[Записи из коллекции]
•••••

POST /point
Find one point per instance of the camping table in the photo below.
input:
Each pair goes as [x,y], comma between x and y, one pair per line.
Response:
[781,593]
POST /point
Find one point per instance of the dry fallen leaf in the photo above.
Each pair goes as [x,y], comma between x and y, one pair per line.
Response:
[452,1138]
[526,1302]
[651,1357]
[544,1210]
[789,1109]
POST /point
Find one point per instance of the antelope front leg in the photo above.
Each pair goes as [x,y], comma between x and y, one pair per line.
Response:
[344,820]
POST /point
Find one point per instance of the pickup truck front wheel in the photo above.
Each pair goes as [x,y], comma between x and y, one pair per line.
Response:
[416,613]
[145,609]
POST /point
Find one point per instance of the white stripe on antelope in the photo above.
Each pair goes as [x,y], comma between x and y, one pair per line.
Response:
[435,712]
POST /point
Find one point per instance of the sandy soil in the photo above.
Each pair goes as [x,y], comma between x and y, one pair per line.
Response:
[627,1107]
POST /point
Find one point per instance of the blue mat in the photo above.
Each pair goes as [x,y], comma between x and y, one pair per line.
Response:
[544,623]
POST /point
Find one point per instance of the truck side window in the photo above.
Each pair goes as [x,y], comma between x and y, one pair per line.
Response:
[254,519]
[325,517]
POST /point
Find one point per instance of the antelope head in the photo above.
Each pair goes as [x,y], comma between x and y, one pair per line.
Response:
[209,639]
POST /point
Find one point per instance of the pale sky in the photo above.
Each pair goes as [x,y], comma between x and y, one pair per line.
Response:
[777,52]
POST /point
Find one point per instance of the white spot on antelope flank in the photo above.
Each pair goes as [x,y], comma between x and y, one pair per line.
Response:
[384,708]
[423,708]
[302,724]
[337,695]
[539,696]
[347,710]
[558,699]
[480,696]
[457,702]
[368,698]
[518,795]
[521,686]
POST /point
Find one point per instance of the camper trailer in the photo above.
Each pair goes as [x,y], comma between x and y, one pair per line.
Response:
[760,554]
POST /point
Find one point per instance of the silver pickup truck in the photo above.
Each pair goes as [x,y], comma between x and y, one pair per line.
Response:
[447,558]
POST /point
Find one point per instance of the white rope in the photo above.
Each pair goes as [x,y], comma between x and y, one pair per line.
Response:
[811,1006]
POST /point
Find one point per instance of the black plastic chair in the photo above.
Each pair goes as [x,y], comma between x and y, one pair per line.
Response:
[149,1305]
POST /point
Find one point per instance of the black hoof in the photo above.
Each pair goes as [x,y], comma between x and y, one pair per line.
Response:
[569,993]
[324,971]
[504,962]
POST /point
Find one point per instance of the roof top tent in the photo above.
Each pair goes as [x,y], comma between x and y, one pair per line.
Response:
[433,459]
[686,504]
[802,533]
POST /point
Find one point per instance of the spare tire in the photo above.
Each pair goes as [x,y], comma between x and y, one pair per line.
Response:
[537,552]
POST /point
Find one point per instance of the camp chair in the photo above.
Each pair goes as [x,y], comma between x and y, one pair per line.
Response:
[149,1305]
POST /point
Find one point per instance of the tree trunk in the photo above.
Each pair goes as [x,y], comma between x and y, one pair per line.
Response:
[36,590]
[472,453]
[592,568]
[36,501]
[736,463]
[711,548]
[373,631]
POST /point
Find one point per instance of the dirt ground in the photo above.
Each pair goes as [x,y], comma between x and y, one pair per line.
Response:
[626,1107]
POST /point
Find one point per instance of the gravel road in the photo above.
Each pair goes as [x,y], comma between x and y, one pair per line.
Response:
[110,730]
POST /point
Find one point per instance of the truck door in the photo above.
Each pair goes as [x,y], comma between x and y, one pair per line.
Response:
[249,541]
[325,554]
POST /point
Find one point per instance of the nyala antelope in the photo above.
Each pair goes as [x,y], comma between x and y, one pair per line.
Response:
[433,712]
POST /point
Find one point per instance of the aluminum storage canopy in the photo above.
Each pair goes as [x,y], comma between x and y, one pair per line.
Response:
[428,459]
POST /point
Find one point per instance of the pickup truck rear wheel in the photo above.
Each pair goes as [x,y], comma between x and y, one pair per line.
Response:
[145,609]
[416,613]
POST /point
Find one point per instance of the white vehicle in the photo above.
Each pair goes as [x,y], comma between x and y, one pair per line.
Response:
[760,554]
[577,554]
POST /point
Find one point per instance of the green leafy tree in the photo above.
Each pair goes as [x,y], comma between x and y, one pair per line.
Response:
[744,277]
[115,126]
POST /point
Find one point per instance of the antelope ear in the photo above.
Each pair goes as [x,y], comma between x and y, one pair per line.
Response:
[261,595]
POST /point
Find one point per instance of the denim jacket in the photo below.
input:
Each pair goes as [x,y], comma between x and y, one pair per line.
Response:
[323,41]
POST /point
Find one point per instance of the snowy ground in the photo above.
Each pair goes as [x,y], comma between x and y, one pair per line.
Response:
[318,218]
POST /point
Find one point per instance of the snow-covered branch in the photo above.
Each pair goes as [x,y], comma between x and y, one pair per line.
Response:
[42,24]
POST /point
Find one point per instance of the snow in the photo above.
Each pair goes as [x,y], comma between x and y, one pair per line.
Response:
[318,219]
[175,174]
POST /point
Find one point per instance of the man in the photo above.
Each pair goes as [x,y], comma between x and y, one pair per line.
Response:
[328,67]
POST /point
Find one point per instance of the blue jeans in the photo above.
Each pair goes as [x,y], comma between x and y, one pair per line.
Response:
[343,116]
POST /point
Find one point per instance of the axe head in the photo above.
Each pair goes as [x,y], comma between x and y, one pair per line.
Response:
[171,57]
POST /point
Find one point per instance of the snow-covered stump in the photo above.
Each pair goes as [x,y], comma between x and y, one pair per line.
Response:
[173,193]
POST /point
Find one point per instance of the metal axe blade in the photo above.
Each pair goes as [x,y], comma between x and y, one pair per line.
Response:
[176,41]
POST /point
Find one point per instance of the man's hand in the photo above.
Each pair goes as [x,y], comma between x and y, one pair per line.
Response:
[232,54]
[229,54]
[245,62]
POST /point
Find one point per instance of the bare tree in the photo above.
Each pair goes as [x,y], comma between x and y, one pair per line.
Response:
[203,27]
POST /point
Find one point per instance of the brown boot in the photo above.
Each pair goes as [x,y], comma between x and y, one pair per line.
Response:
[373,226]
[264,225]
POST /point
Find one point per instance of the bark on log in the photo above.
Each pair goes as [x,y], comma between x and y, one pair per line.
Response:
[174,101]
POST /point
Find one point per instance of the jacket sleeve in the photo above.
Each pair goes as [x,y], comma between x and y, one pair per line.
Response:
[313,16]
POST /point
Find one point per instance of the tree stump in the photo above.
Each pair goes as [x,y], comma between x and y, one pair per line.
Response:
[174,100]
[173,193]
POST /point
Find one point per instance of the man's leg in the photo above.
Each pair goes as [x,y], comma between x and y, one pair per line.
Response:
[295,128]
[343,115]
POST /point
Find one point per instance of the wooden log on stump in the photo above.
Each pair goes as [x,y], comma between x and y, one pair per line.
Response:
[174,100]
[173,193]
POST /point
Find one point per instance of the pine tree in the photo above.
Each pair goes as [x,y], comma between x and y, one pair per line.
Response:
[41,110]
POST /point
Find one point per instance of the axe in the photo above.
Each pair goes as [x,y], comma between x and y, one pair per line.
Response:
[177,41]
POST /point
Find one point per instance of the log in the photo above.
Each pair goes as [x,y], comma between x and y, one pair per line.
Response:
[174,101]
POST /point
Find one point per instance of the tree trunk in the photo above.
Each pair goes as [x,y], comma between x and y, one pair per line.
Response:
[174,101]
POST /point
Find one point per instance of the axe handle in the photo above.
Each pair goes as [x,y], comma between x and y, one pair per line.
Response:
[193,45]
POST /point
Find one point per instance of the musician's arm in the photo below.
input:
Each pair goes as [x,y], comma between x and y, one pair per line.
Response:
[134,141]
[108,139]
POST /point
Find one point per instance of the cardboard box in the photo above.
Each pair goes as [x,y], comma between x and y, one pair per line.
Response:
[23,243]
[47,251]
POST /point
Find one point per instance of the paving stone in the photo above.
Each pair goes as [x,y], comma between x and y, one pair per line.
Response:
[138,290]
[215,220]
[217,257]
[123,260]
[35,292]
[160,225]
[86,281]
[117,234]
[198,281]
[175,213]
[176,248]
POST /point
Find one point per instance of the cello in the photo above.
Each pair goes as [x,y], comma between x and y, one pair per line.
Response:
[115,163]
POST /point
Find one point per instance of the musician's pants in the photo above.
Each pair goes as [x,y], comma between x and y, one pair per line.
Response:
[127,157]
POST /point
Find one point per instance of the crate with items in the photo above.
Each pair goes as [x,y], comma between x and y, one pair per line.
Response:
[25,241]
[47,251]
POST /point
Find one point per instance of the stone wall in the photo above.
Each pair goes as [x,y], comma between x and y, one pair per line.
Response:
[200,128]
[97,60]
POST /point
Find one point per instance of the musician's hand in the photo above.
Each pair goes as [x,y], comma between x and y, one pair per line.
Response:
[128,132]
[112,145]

•••••

[Цель]: Выпишите из записей выше все строки, в которых встречается слово «musician».

[Готовое решение]:
Find one point per instance of the musician's arm in the photo below.
Find one point per instance of the musician's pants in the photo above.
Find one point per instance of the musician's hand in the photo above.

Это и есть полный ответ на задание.